_RECORDS FOR THIS TASK:_
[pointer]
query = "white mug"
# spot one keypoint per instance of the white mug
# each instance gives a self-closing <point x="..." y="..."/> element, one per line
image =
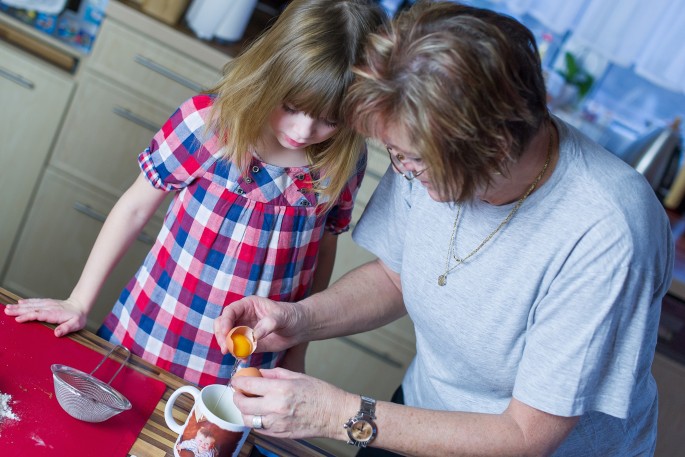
<point x="214" y="427"/>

_YOUR GOAL:_ Write out every line of the listing above again, shifting each x and y coordinate in the answer by -23 and leaving the picture out.

_EXERCISE ANSWER:_
[pointer]
query = "white mug"
# spot one keypoint per instance of the white mug
# each instance gives a self-closing <point x="..." y="..."/> element, one per line
image =
<point x="191" y="404"/>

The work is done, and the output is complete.